# START OF PROVIDED RECORDS
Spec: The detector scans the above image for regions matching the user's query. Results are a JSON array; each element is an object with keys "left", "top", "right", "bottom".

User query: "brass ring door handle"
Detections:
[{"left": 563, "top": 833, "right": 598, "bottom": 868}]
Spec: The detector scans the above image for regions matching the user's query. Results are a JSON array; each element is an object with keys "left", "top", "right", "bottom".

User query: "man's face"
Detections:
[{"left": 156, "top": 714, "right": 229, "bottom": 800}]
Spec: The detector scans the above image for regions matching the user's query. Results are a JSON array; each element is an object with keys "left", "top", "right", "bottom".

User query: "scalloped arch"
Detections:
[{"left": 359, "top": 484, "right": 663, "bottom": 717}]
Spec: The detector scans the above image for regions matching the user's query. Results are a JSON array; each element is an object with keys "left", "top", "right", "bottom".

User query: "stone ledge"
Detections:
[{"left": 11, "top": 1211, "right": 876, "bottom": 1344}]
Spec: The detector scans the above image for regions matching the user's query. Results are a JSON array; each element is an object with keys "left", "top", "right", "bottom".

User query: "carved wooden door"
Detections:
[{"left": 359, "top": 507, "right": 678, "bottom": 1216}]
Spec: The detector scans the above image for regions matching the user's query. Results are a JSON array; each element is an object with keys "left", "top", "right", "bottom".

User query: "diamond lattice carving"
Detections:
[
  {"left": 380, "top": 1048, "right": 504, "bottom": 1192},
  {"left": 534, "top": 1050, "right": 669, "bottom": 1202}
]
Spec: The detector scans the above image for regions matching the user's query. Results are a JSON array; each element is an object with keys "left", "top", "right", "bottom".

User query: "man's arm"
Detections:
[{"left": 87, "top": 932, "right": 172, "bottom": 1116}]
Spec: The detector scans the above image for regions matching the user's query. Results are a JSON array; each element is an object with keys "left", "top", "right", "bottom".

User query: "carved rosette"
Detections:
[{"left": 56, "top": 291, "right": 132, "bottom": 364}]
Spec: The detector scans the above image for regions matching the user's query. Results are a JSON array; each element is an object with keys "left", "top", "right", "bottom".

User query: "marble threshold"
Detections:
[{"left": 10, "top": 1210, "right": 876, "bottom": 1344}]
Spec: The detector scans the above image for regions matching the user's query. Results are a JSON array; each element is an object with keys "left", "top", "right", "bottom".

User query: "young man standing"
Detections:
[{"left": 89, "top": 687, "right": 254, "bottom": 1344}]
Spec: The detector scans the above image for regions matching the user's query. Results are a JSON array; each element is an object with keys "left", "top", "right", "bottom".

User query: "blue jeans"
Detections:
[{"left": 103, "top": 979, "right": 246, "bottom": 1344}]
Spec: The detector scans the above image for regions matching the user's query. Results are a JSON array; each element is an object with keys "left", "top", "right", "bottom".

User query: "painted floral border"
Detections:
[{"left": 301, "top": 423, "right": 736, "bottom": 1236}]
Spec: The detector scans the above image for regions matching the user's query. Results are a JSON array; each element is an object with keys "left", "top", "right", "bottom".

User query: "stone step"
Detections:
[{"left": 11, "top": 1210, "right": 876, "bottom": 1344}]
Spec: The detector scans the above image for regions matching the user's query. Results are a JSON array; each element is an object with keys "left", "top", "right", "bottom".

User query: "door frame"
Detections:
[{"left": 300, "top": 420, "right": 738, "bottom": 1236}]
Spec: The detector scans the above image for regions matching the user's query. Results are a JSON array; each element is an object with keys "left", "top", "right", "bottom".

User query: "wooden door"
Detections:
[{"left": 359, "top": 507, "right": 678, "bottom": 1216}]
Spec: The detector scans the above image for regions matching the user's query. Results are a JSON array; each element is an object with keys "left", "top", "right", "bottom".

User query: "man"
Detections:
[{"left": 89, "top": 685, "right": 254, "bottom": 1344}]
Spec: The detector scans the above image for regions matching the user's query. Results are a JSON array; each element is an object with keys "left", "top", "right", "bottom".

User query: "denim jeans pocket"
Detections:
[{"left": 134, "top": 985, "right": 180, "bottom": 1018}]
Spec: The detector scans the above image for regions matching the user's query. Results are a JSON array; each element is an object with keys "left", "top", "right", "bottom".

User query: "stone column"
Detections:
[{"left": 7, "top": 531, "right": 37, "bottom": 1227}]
# END OF PROVIDED RECORDS
Write out the material from the first line to the last, exactly.

Spec: The detector scans the above image for regions matching the user's query. Results are a JSON array; each element is an object with keys "left", "top", "right", "bottom".

User query: "brass ring door handle"
Detections:
[{"left": 563, "top": 833, "right": 598, "bottom": 868}]
Spec: The detector scans the above image for regions matching the user's query. Results are a JSON array; each element is an object with keys "left", "top", "right", "bottom".

User query: "man's face"
Detections:
[{"left": 156, "top": 714, "right": 229, "bottom": 800}]
Spec: The detector scans the above image for regions matching the user's query. Results are a JSON array; each element is an object with keys "left", "top", "right", "bottom".

User query: "scalloped arch"
Detections:
[{"left": 359, "top": 484, "right": 663, "bottom": 717}]
Spec: The detector scans the above image for regions matching the user's query. Results are a JSON array; each element is an object with keys "left", "top", "right", "bottom".

User query: "stone ledge"
Detections:
[{"left": 11, "top": 1211, "right": 876, "bottom": 1344}]
Spec: The detector scans the above image for regions matching the user's query. Results are a JSON array; each element is an object with keys "left", "top", "right", "bottom".

User query: "carved wooden door"
Detections:
[{"left": 359, "top": 507, "right": 678, "bottom": 1216}]
Spec: The detector scans the above image for regions matching the user's query. Results are a JSON array; each element is an object with keys "left", "top", "right", "bottom".

User query: "diamond lattice carving"
Detections:
[
  {"left": 380, "top": 1048, "right": 504, "bottom": 1192},
  {"left": 534, "top": 1050, "right": 669, "bottom": 1202}
]
Spec: The detector scans the above image for regions matching the user's query. Results are a JSON array; each element is an object with keys "left", "top", "right", "bottom".

User query: "man's arm"
Detections:
[{"left": 87, "top": 932, "right": 172, "bottom": 1116}]
Spec: The detector scans the above image for regions matching the user's query. Results are a JSON array; each element is an object with keys "left", "top", "right", "bottom".

User query: "carved rosette"
Detections:
[{"left": 56, "top": 291, "right": 132, "bottom": 364}]
Spec: The detector scans the above image for regions matching the user's query. Results are a JSON array; each element is an object with keys "left", "top", "right", "bottom".

User query: "marble threshold"
Detections:
[{"left": 10, "top": 1210, "right": 876, "bottom": 1344}]
Spec: The detector scans the above image for regions matching the user's query. Results are a JSON array; each element is an object with keys "left", "top", "right", "bottom".

User query: "young man standing"
Detections:
[{"left": 89, "top": 687, "right": 254, "bottom": 1344}]
Spec: The detector scans the above image for regions matching the user's query. Results are a JSON array; each element is an object with keys "left", "top", "right", "bottom".

User query: "blue jeans"
Detections:
[{"left": 103, "top": 979, "right": 246, "bottom": 1344}]
Spec: The detector scans the above image for regions matching the user's query. Results are a JSON array; each element is an object with keys "left", "top", "right", "bottom".

User query: "painted floral border"
Detections:
[{"left": 301, "top": 423, "right": 736, "bottom": 1236}]
Spec: The detector scans the above image for regions matching the user's query. Results are a JSON array; each element is an object with keys "left", "top", "right", "bottom".

User query: "stone step"
Detections:
[{"left": 11, "top": 1210, "right": 876, "bottom": 1344}]
Spec: The detector scans the above image for regions matching the user's query. Results are a JSON array; each element is an object with keys "left", "top", "right", "bottom".

User query: "door frame"
Detections:
[{"left": 300, "top": 420, "right": 738, "bottom": 1236}]
Spec: The detector scans the above image for regions matching the user's query. Results are a JSON array; each element is an object with keys "left", "top", "right", "bottom".

User query: "wooden door"
Detections:
[{"left": 359, "top": 507, "right": 678, "bottom": 1216}]
Spec: The detector scans the above image for regions matching the user's query. Results are a JSON array; each element is an object with keys "left", "top", "right", "bottom".

User query: "man"
Detections:
[{"left": 89, "top": 685, "right": 254, "bottom": 1344}]
Spec: The detector scans the above image for regions matching the user's query. Results are a JSON array; each element is an object with keys "left", "top", "right", "bottom".

User query: "denim jeans pocket"
Detections:
[{"left": 134, "top": 985, "right": 180, "bottom": 1018}]
Spec: The detector scans the above image for regions matching the user's query. Results are a JSON array; each element is an object with keys "left", "top", "right", "bottom".

User query: "stone column"
Detections:
[{"left": 7, "top": 531, "right": 37, "bottom": 1227}]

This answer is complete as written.